• [Problem requirements]
Supply the number of lines in the data below that hold "stone", and let that number be the whole answer.

Referring expression data:
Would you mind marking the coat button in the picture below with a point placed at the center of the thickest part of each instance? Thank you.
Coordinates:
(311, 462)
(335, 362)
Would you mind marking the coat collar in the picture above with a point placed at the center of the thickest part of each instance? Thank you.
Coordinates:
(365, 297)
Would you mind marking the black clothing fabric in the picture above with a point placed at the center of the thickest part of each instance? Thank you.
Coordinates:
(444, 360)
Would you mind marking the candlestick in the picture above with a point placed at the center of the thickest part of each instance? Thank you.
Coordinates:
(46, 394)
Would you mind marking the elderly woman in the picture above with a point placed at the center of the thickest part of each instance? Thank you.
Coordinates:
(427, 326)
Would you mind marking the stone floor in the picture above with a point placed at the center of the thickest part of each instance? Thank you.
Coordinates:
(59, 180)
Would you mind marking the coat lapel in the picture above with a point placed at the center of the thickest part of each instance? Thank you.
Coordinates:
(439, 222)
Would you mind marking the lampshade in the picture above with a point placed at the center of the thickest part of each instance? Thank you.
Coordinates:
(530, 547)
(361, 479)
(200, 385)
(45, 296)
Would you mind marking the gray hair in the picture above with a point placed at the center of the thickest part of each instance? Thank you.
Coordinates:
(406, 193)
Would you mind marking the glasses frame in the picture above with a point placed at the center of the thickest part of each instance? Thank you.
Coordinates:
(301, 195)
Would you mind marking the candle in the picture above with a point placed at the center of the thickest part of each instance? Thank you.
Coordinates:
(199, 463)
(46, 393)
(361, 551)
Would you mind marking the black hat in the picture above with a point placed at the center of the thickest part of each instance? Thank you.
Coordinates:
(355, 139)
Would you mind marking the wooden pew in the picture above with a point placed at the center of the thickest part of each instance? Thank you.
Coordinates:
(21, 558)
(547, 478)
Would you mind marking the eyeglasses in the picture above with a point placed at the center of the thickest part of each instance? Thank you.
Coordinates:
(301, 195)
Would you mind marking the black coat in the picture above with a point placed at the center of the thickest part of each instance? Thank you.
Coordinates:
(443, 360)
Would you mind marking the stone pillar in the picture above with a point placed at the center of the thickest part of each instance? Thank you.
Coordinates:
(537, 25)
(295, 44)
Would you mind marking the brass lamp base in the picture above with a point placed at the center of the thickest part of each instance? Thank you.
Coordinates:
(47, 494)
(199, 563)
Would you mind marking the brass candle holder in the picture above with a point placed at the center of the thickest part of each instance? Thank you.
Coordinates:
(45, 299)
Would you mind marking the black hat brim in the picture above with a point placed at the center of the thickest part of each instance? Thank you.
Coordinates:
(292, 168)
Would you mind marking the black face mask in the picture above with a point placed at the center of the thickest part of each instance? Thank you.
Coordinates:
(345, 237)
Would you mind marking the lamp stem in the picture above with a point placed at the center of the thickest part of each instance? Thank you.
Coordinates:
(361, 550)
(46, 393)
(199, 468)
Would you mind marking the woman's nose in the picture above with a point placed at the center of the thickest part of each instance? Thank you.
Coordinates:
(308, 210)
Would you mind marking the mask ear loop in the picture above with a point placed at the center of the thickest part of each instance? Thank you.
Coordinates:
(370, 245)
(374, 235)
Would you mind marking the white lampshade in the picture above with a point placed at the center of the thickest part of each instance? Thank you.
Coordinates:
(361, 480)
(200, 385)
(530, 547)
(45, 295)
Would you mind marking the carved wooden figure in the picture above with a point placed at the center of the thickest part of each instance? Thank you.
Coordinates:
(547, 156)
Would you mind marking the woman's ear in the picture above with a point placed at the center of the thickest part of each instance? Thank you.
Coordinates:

• [Answer for the task]
2